Task requirements.
Of the entries below, return exactly those lines that fall between the one containing "Audit log entry: the grass" and the one containing "Audit log entry: the person", the two end lines included.

Entries provided.

/---

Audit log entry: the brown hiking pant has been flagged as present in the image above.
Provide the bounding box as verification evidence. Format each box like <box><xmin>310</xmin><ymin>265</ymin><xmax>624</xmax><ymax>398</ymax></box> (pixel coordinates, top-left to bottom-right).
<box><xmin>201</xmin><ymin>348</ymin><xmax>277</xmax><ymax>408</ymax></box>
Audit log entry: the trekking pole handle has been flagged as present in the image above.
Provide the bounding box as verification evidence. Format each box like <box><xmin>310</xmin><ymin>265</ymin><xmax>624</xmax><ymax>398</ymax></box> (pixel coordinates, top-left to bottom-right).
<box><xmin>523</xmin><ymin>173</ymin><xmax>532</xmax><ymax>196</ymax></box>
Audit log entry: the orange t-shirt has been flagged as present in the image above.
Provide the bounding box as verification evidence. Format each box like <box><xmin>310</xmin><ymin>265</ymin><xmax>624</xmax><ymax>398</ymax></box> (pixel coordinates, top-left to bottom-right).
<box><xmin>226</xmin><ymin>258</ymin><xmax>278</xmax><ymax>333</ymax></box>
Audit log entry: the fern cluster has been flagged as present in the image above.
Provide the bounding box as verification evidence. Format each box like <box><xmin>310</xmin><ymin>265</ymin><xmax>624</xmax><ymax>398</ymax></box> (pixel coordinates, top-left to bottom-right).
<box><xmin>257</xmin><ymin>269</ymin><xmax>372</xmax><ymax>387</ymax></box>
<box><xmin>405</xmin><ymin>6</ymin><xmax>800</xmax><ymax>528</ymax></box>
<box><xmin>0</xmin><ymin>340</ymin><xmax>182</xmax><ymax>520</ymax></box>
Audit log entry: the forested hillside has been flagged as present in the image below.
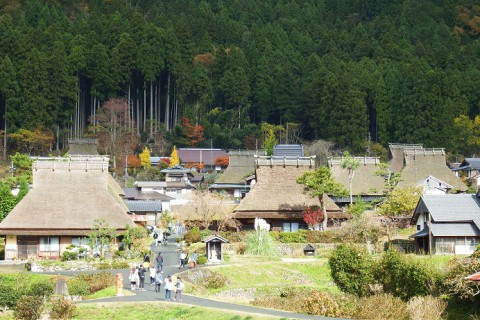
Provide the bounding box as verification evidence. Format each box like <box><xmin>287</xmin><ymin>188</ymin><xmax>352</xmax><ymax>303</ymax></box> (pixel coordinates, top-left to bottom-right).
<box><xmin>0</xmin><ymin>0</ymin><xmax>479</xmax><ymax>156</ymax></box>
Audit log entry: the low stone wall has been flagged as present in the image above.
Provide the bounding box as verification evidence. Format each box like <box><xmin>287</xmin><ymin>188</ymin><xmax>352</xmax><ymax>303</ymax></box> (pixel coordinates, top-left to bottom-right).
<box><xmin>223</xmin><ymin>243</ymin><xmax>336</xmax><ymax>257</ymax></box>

\---
/---

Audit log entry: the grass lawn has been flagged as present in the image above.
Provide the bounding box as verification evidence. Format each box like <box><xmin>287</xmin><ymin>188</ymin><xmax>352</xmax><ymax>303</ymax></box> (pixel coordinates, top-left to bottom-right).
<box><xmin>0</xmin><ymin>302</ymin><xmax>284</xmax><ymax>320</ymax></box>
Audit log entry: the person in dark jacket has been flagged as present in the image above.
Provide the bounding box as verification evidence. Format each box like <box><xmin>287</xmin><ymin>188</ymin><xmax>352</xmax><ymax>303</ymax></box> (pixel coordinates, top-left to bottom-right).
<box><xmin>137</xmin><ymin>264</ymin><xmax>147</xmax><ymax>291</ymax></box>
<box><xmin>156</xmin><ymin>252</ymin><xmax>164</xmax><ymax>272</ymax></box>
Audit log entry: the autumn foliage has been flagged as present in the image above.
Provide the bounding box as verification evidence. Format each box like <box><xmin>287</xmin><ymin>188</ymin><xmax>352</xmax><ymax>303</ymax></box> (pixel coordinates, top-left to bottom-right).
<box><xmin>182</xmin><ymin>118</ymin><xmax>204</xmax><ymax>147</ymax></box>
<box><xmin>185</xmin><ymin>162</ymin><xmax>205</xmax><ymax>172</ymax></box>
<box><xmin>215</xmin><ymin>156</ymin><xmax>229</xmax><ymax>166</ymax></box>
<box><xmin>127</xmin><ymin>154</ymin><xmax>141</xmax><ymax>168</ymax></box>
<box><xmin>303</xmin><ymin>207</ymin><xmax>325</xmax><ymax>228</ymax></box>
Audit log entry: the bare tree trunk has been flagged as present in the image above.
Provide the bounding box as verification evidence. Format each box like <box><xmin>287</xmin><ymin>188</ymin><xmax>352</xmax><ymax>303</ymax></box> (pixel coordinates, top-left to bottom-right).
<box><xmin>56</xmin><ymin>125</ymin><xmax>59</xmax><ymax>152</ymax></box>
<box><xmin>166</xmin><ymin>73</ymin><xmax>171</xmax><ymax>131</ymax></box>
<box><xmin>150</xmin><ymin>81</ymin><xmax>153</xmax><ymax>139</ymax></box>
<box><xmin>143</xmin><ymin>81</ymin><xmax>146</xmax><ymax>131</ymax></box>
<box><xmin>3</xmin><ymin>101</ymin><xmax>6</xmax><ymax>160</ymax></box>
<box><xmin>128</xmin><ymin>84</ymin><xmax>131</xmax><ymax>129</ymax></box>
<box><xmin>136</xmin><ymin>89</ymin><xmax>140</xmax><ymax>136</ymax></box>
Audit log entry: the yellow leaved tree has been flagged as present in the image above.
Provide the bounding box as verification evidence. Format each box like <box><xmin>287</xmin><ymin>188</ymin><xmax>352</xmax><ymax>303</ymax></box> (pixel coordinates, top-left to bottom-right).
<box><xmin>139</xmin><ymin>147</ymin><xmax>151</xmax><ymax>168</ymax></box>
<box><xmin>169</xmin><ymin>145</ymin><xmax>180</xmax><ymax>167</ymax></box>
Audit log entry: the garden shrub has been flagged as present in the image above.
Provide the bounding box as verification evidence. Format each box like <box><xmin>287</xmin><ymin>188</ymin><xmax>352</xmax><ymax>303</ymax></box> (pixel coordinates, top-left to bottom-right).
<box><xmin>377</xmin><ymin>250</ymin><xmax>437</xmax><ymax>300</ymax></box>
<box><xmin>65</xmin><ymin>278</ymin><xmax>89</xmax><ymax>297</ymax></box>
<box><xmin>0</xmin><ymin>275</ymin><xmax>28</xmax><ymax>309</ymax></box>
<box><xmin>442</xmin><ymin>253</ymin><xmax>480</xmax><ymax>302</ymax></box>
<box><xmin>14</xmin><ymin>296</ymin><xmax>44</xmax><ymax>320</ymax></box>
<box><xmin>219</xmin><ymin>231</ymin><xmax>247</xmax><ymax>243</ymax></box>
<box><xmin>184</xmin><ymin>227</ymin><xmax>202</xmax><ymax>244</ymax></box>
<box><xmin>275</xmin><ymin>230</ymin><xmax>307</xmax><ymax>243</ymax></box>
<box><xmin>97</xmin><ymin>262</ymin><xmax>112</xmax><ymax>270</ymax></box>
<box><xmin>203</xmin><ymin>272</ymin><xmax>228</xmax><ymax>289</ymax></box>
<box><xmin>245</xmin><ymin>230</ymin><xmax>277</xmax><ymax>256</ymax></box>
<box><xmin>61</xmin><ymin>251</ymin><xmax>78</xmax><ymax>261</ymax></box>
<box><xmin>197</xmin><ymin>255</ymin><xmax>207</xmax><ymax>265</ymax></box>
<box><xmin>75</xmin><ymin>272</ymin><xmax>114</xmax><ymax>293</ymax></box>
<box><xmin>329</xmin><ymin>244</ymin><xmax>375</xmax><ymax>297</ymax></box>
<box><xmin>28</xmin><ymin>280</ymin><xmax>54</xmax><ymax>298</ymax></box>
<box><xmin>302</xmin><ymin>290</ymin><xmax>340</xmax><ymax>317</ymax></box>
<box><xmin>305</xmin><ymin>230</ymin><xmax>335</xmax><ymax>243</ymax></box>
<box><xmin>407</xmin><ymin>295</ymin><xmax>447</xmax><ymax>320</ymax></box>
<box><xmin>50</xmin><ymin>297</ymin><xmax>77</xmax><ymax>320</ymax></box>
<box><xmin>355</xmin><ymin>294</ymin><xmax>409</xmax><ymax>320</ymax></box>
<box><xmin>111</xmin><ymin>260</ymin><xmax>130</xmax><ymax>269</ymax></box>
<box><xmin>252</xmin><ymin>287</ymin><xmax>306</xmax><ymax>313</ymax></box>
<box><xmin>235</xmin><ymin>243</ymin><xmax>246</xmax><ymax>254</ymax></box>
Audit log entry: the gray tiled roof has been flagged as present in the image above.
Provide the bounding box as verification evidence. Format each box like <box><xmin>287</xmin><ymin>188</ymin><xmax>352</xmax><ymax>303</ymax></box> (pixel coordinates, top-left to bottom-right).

\---

Task response.
Audit log entry: the grass lawn has been flagged as present in the image above.
Provide the bounding box as verification evidence. Format each box like <box><xmin>287</xmin><ymin>188</ymin><xmax>352</xmax><ymax>303</ymax></box> (pixel coordinates, top-left to bottom-right).
<box><xmin>0</xmin><ymin>302</ymin><xmax>284</xmax><ymax>320</ymax></box>
Audit log entry: the person in dark jacket has been flagged as present in the image above.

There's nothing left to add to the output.